— begin INPUT ROWS —
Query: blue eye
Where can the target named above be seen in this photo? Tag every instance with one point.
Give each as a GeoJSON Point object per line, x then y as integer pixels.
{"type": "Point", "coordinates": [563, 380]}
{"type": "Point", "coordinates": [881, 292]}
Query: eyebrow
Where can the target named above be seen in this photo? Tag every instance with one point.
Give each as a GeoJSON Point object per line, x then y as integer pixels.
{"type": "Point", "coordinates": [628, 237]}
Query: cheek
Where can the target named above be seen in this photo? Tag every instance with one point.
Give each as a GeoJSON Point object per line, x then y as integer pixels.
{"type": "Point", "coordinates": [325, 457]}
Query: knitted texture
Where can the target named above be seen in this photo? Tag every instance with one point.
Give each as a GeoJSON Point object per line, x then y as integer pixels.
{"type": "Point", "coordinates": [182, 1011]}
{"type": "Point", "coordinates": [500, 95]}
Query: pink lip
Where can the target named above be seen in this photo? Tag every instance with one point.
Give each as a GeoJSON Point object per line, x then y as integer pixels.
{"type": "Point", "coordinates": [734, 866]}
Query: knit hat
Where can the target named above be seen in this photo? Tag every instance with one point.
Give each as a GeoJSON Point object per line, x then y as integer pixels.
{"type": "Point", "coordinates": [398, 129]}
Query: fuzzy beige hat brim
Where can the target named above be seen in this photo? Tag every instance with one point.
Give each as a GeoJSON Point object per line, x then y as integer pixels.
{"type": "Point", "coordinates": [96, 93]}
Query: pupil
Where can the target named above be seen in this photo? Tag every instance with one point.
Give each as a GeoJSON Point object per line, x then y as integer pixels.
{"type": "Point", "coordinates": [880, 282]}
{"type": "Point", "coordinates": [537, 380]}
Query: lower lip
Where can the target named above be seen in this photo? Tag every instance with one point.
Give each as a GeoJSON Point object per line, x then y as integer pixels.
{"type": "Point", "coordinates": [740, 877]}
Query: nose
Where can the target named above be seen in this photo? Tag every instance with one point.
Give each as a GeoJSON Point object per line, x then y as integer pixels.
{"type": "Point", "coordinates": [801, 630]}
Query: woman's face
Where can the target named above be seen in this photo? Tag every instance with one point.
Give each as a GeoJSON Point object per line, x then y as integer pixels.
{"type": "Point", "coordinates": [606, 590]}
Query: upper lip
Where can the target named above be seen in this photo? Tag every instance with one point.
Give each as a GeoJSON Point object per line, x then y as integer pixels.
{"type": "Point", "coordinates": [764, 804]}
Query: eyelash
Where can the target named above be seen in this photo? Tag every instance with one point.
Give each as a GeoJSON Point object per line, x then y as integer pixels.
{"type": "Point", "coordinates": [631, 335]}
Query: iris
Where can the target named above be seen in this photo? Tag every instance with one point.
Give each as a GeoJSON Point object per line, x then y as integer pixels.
— end INPUT ROWS —
_PROBLEM:_ Reproduce the stretch of the listing from the line containing "Query: woman's face" through the end of the listing, requests included. Scale every point coordinate in its answers by 1.75, rounding each to a whole number with halves going up.

_WRITTEN RESPONSE:_
Query: woman's face
Where can the target named above be seen in this photo? Tag every instance with one point.
Give each as a GeoJSON Point object per line, x then y as integer pixels.
{"type": "Point", "coordinates": [1061, 1033]}
Query: upper lip
Where can the target named above be seen in this photo? Tag every instance with one point.
Give each as a GeoJSON Point object per line, x then y as integer pixels.
{"type": "Point", "coordinates": [1337, 1407]}
Query: eyelash
Where can the target named above be seen in this photo? Tag every instance with one point.
Give each as a GeoJSON Point object per line, x then y as integer pixels.
{"type": "Point", "coordinates": [1104, 586]}
Query: iris
Where can the target named above be seen in this photo? Tag every instance with one point.
Give each as a GeoJSON Point object per line, x then y as integer pixels.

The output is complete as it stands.